* Page extract:
If you had to give a grade to your current Root Cause Analysis (RCA) initiative, what would it be? How would you come to that conclusion (grade)? The paradox many face with such initiatives is drawing the distinction between compliance and actual effectiveness. What would our RCA grade be based on? In this article we will focus on the key elements to quantifiably measure your RCA initiative, so the organization can focus on the elements of the initiative that are lacking.
For those of us on the front lines who do the actual RCA work, we know it can be a thankless job. We understand the grave consequences in which we are investigating and direly want to prevent recurrence to ensure the safety of our employees as well as ourselves. However, we are realists and things don’t always go as planned. We start with the greatest of intentions in our investigative efforts, but there are serious potholes in our road to success.
In this article I want to craft an assessment tool for you to evaluate your current RCA system, based on the individual perceptions of those doing the work (the front line RCA analysts). As we begin to craft this unbiased assessment of reality, keep in mind we want our analyst inputs to be very candid, based on their personal experience. We will ask them to apply a Likert rating scale of one (1) to five (5), with ‘1’ indicating we strongly disagree and ‘5’ indicating we strongly agree. When applied, there are no right or wrong answers, just what people perceive in the real world. We also want these assessments to be anonymous, so we can get the candor we seek. It is not important who filled the assessment out, it is their input we want to focus on.
Since true RCA is a system, and not merely a task, we will break down the RCA system into its sequential components (subsystems). It will be more digestible this way. Let’s get started!
1. Management Support Systems – Setup
In this section we will explore the management support systems in place, to aid our analysts in the field. We will make statements relative to these systems and seek input from those who are affected by them.
These should be self-explanatory. They attempt to establish the existence of a solid support foundation for the RCA effort. If the analysts give these elements poor ratings, this indicates the support systems in place are weak for various reasons. They could be weak because they don’t exist, they exist and are inadequate, they are adequate and not followed, they are adequate and not enforced, etc. From an initial assessment standpoint, if this section overall is rated poorly, then we know we must give attention to these support systems and determine why the rank and file feel they are not effective. If the people doing the work feel they have little to no support, they will do the minimal amount of work to get by. They will take on the paradigm, ‘If leadership doesn’t care, why should we?’
2. Proactive RCA – Use of FMEA & Opportunity Analysis
This section focuses on how and where we apply our RCA approaches. Traditionally, we only apply formal RCA per some type of reactive triggers (i.e. – costs, injury, death, regulatory violation, fines, etc.). These are usually set by various regulatory agencies that require the use of RCA to investigation the more severe undesirable outcomes. However, more progressive organizations, especially those on their journeys to being High Reliability Organizations (HRO), will seek to apply RCA proactively. So what does that mean?

* Extracted material:
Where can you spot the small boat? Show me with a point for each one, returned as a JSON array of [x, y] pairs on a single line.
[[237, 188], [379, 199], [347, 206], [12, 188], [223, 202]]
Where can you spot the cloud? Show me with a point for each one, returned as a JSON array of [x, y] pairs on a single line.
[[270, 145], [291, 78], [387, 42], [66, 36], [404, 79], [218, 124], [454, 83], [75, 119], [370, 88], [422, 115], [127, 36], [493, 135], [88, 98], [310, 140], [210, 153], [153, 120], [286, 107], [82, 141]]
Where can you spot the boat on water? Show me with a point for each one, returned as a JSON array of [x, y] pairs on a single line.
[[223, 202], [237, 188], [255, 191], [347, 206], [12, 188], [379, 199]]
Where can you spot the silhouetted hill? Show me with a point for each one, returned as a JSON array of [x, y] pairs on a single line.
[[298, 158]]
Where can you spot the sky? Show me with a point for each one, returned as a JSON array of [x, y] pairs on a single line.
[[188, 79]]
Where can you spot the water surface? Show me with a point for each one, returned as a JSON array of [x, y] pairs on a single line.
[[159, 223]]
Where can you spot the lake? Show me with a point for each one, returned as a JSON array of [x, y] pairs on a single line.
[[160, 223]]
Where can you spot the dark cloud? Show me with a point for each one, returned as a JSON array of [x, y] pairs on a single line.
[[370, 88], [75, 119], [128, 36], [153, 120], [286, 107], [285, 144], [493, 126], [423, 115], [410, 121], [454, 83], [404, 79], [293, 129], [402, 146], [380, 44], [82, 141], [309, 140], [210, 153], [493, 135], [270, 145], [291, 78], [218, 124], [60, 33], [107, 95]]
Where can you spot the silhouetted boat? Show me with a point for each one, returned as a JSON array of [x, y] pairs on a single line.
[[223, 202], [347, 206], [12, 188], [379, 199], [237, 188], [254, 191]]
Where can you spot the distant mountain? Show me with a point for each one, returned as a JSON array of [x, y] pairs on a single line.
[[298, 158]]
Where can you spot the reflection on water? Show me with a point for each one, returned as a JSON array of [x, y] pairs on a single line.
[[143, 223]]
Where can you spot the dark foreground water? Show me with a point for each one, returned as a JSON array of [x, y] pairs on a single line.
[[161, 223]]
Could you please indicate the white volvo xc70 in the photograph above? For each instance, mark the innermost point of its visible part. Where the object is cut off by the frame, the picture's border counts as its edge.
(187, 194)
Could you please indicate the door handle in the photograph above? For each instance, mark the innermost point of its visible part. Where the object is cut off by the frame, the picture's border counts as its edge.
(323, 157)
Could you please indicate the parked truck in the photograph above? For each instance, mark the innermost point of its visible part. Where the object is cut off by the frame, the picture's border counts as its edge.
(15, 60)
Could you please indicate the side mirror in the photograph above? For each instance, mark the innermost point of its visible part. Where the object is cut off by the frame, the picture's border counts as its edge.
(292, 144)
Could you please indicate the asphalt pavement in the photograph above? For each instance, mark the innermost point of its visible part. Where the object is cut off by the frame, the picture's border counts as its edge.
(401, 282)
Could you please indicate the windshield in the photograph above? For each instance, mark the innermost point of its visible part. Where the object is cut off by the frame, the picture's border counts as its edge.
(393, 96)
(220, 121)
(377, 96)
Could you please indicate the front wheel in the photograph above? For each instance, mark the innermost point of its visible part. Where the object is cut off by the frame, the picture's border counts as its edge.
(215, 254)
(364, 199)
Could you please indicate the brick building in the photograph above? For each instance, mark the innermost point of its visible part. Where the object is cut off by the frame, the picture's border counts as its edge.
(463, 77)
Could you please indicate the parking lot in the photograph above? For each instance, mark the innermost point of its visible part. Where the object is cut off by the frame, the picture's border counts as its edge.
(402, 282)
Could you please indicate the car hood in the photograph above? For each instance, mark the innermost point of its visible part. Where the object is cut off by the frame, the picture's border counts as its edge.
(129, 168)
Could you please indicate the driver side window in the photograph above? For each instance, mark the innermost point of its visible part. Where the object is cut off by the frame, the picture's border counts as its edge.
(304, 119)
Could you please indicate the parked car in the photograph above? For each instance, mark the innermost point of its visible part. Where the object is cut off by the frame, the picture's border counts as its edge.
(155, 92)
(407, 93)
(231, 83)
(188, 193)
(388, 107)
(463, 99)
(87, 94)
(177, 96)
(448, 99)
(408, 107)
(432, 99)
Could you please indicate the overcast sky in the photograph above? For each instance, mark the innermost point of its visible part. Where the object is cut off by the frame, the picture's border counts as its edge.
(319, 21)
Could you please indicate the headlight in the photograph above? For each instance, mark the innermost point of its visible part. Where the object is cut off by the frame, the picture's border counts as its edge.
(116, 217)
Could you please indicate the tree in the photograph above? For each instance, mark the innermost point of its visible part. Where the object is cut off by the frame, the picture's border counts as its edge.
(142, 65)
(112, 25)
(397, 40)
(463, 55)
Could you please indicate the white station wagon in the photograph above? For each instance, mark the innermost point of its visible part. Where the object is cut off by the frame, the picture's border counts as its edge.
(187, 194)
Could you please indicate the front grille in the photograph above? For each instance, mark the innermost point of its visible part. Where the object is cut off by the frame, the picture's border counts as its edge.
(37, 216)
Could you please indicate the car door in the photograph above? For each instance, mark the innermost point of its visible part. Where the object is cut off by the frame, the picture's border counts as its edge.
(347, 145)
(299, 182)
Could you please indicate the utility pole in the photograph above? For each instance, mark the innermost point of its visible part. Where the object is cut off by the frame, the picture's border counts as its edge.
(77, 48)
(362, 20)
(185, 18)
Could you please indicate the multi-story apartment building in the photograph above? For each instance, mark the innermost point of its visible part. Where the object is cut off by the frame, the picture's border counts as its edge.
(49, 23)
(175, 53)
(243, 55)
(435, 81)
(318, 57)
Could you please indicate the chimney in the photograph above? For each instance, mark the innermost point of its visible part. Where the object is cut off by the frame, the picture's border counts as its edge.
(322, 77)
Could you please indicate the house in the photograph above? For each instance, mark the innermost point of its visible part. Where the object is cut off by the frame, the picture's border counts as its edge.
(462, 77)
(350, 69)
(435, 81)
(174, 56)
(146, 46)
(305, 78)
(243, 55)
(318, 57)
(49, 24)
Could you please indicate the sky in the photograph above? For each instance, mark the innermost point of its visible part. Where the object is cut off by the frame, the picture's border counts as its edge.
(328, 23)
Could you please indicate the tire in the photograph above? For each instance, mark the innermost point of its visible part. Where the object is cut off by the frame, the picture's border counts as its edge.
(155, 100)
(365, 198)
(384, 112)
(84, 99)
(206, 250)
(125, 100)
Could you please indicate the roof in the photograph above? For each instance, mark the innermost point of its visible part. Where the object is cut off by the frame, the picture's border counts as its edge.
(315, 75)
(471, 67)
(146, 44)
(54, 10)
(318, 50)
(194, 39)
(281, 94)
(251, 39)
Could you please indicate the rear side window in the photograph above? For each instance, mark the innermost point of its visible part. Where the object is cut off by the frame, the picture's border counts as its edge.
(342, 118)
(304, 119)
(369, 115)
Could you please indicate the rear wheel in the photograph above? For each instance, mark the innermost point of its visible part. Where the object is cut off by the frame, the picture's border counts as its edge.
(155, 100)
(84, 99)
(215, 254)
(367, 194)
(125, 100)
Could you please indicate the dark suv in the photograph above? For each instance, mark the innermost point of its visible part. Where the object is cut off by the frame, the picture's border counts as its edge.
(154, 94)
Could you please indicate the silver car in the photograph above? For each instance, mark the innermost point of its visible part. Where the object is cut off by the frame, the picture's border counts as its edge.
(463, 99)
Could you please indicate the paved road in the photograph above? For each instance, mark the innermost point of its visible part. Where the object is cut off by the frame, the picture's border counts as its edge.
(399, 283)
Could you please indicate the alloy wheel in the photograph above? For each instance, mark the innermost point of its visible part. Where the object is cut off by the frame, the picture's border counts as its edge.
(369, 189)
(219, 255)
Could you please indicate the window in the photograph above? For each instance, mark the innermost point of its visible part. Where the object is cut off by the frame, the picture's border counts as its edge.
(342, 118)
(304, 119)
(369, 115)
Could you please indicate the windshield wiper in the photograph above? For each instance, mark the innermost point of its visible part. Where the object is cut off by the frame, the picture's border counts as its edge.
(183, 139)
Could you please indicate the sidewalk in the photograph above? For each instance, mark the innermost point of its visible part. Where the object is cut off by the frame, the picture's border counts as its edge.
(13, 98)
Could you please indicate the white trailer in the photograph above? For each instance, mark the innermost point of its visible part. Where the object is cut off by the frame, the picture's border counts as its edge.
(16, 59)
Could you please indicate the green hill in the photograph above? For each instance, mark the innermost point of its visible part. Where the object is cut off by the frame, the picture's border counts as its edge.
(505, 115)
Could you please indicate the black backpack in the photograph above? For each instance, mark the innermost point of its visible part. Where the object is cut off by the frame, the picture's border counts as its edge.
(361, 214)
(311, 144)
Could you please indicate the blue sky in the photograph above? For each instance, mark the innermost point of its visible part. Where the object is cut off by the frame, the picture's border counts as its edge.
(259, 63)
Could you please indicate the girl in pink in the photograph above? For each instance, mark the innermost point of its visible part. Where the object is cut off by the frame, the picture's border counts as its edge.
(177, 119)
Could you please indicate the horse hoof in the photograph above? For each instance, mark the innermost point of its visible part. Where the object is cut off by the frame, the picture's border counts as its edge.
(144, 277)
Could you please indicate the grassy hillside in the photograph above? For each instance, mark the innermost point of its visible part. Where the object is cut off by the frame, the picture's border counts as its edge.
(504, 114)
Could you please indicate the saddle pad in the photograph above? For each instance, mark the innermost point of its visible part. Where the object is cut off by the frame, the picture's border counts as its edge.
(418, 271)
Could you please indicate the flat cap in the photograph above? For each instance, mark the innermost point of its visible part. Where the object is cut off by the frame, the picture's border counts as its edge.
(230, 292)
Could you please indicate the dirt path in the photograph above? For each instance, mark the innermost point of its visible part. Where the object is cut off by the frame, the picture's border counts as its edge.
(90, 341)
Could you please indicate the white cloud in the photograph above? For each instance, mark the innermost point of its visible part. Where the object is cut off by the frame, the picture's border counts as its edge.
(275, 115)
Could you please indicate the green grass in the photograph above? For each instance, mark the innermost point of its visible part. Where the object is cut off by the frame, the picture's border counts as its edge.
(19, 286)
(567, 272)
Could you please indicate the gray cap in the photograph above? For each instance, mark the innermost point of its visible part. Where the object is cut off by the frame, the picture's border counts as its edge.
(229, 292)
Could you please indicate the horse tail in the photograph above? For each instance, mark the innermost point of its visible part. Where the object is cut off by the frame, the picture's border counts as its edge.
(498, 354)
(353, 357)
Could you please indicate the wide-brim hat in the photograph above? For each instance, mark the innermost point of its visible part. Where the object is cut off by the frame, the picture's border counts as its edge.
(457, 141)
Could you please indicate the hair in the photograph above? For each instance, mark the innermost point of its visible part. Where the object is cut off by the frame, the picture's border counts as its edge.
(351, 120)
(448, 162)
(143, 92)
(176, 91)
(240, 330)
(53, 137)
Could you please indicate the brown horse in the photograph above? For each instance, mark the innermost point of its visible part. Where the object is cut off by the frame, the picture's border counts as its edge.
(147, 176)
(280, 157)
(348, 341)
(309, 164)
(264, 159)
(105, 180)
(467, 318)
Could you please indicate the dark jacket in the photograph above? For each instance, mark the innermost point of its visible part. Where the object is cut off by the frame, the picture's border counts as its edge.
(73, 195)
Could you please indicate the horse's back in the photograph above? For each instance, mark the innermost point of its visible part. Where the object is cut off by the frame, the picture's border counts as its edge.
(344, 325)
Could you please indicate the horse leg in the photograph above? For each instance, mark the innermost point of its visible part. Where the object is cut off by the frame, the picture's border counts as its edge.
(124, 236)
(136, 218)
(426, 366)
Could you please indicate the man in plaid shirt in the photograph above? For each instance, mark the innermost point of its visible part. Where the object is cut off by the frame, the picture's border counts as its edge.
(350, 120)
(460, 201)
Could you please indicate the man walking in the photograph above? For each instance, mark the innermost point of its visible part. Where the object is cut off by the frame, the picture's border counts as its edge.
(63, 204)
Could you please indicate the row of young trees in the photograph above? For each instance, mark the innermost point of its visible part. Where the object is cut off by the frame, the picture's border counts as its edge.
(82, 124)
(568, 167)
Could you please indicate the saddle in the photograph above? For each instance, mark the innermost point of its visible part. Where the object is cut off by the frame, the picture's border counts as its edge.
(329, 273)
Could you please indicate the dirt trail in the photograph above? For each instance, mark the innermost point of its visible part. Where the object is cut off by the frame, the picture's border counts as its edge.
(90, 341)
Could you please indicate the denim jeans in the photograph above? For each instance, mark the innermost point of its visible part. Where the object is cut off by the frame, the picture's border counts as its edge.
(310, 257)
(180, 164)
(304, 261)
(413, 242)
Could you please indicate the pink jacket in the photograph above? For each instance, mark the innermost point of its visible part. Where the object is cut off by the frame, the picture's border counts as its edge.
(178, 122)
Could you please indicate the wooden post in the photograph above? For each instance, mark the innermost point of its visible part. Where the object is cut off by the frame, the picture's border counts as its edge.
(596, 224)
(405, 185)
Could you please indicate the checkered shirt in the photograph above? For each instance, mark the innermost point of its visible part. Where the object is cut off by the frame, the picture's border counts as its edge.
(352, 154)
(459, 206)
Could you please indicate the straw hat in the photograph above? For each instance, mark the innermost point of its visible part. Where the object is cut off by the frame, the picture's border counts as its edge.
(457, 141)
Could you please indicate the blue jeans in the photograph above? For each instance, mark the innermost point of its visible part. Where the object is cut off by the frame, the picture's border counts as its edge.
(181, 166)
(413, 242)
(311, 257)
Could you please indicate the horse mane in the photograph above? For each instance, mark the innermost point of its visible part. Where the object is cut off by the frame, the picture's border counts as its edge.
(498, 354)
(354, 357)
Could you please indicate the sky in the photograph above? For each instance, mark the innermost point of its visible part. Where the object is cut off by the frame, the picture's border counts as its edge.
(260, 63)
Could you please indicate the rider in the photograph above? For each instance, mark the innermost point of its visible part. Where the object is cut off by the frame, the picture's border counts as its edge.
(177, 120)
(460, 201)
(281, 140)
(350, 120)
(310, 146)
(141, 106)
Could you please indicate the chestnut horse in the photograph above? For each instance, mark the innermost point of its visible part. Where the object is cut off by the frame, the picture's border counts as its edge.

* Task requirements:
• a. Answer these from the root cause analysis article, one answer per line and each marked like its question:
(i) On the rating scale the analysts will use, what does a '5' indicate?
(ii) Why does the author want the assessments to be anonymous?
(iii) What paradigm do people take on if they feel they have little to no support?
• b. Decide whether each statement agrees with the root cause analysis article. Answer yes or no, and quote the words from the article that settle it.
(i) Analysts filling out the assessment are expected to identify themselves.
(ii) Reactive triggers for formal RCA are usually set by regulatory agencies.
(iii) The article treats RCA as a single task.
• c. Extend the root cause analysis article, beginning right after its closing question "So what does that mean?"

* Written responses:
• a.
(i) It indicates that the analyst strongly agrees.
(ii) So that the author can get the candor sought.
(iii) 'If leadership doesn't care, why should we?'

• b.
(i) No: "We also want these assessments to be anonymous, so we can get the candor we seek."
(ii) Yes: "These are usually set by various regulatory agencies that require the use of RCA to investigation the more severe undesirable outcomes."
(iii) No: "Since true RCA is a system, and not merely a task"

• c.
FMEA. Most are familiar with the risk assessment tool referred to as Failure Modes and Effects Analysis or FMEA. This tool is designed to quantifiably measure risk using the following universal calculation:
Probability x Severity = Criticality (or Risk Prioritization Number – RPN)
The end result of this type of analysis is a prioritized listing of the highest risks in a given process.
There is absolutely no reason an RCA cannot be applied to an unacceptable, high risk event (or a near miss which can also be a high risk). This is truly a proactive application of RCA because we are analyzing why risks are so high, instead of responding to the consequences (reacting) of risks that have already materialized.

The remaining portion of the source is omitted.